====== Given data

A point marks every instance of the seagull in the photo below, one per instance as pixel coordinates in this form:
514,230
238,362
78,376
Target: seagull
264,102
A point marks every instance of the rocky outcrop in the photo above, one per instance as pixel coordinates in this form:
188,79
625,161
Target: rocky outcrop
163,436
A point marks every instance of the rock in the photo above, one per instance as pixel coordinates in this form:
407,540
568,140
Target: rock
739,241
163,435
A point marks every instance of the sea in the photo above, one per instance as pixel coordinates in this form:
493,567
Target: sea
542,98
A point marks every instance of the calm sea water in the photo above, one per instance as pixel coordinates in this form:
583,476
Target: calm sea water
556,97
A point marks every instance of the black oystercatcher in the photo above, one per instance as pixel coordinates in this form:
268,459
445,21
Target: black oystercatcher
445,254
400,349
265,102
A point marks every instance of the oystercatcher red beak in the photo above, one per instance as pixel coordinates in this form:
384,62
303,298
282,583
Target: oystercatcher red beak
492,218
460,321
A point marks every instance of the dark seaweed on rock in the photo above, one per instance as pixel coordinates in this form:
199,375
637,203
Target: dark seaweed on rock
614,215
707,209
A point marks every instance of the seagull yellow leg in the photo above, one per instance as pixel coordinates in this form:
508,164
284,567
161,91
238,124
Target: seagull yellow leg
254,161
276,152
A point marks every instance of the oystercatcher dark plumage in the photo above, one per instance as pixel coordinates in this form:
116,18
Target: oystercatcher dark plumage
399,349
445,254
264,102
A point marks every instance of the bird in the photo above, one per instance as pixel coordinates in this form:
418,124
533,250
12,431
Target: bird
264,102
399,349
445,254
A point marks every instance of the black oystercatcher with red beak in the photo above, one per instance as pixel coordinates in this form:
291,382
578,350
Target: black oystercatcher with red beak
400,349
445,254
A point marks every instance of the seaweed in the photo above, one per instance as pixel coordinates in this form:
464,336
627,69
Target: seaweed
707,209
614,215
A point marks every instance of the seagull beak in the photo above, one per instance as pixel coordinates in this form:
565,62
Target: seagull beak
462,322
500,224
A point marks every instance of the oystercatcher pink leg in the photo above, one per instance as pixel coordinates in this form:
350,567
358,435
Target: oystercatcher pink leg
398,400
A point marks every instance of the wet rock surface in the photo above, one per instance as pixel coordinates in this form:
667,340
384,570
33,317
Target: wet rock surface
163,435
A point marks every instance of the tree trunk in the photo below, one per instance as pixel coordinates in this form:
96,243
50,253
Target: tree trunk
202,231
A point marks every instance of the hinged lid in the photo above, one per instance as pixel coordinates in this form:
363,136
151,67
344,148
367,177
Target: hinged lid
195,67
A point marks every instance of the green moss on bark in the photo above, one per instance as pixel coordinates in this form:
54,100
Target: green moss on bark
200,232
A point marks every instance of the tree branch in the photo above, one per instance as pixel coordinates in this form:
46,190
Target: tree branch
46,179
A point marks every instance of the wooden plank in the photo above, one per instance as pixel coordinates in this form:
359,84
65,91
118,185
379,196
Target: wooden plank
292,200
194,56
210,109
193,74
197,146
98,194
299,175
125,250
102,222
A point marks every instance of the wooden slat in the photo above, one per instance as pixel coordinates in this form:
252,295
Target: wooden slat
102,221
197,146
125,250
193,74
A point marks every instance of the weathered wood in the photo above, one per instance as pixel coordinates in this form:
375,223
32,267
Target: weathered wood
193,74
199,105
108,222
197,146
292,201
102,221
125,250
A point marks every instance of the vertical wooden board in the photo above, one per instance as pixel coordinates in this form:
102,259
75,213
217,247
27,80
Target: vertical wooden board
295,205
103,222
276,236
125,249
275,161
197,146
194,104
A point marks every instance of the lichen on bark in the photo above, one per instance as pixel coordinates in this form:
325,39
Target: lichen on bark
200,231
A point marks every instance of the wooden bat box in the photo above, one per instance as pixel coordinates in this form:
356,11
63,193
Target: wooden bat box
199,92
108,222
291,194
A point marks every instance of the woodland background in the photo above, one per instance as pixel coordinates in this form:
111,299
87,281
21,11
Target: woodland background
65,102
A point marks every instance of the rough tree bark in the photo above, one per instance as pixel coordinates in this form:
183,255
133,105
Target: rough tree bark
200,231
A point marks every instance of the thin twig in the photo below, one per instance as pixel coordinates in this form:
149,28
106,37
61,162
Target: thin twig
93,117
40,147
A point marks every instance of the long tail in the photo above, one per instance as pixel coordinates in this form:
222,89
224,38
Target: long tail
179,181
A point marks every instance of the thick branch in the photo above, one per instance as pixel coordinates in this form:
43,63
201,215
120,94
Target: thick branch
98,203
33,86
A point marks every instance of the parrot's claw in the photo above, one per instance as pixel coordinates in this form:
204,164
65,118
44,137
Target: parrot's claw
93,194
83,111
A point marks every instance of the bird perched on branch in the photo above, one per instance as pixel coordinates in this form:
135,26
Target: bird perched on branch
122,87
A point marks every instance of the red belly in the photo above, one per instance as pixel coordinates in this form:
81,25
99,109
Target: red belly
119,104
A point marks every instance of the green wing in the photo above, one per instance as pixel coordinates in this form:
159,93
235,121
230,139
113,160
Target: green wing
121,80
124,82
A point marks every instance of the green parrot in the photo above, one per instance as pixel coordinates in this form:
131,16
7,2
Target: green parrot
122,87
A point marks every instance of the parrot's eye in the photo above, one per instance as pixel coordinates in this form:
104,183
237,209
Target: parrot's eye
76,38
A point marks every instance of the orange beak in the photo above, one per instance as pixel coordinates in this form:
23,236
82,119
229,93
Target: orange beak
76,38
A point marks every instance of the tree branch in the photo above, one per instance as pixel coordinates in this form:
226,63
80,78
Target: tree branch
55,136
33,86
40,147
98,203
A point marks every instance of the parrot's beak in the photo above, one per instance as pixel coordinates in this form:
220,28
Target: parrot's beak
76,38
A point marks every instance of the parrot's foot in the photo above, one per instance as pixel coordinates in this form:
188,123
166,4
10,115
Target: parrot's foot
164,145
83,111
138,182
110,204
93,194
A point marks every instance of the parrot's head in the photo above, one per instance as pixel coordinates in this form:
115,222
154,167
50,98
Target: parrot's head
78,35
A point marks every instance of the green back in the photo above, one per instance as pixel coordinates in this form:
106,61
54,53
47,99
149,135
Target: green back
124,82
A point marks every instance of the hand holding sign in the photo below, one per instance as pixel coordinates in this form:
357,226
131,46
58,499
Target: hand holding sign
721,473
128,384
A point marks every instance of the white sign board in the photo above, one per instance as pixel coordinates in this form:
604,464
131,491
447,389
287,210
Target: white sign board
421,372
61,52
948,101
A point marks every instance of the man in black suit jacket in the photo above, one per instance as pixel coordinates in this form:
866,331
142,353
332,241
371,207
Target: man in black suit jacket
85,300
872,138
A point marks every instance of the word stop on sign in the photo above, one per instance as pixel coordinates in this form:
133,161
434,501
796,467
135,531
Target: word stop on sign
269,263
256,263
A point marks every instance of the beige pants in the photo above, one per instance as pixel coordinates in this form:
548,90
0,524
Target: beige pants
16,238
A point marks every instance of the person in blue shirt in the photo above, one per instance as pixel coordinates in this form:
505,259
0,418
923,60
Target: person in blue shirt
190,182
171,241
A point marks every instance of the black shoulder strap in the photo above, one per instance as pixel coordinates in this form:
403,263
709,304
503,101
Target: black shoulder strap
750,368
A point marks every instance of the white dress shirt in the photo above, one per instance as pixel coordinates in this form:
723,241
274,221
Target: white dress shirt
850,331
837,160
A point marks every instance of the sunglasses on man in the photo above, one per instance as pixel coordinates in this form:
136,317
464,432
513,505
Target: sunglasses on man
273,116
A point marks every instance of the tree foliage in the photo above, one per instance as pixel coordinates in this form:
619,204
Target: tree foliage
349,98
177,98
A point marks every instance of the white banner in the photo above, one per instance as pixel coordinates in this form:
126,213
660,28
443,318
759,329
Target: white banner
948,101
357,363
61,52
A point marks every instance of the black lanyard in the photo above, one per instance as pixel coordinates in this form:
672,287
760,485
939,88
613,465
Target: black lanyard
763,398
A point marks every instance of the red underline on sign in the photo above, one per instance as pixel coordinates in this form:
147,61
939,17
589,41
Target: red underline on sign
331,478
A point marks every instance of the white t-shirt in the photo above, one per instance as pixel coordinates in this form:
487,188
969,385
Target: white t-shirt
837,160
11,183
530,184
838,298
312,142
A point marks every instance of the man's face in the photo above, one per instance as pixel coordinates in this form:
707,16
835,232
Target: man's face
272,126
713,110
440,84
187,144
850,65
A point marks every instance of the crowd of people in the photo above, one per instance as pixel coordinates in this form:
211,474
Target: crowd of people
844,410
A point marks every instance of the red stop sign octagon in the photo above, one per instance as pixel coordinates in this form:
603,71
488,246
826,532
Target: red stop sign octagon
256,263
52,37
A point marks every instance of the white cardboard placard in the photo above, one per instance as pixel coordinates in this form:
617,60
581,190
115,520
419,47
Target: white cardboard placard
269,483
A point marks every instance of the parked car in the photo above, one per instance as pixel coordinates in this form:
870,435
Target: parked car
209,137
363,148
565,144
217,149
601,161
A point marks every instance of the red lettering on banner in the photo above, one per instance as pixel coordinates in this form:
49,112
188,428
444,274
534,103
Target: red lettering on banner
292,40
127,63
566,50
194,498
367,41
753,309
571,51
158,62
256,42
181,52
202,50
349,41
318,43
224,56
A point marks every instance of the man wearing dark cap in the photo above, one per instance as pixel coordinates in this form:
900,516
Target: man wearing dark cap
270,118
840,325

============

_Exercise instructions_.
What is the number of lines in the records that contain the word "below"? Answer with the number and nothing else.

_Expected answer_.
4